Count the lines in the listing below that contain the string "target". Reply with only the number.

┌─ INPUT DATA

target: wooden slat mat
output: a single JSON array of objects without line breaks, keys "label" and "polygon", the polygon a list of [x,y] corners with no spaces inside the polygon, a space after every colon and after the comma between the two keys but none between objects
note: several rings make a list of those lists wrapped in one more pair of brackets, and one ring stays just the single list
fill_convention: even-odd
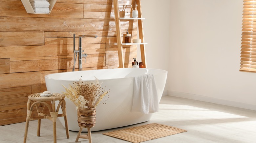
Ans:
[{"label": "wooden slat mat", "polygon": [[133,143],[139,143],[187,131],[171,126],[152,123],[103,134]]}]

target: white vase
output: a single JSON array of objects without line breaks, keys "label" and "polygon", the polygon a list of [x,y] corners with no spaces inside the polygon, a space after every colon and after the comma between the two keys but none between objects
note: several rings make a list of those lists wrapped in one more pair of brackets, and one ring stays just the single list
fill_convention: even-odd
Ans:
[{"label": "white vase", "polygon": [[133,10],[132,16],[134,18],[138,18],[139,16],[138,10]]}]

└─
┌─ INPUT DATA

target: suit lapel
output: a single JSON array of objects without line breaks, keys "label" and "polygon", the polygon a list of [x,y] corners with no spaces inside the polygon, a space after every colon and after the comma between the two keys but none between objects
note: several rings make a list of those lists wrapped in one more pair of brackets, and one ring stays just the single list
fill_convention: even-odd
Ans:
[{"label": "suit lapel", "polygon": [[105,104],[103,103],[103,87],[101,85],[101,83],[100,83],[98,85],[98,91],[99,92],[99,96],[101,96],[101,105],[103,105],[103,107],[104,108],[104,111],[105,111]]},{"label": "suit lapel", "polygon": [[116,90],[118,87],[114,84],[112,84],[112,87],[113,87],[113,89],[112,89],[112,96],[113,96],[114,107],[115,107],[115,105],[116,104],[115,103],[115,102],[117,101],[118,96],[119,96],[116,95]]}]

└─

* [WRITTEN RESPONSE]: 3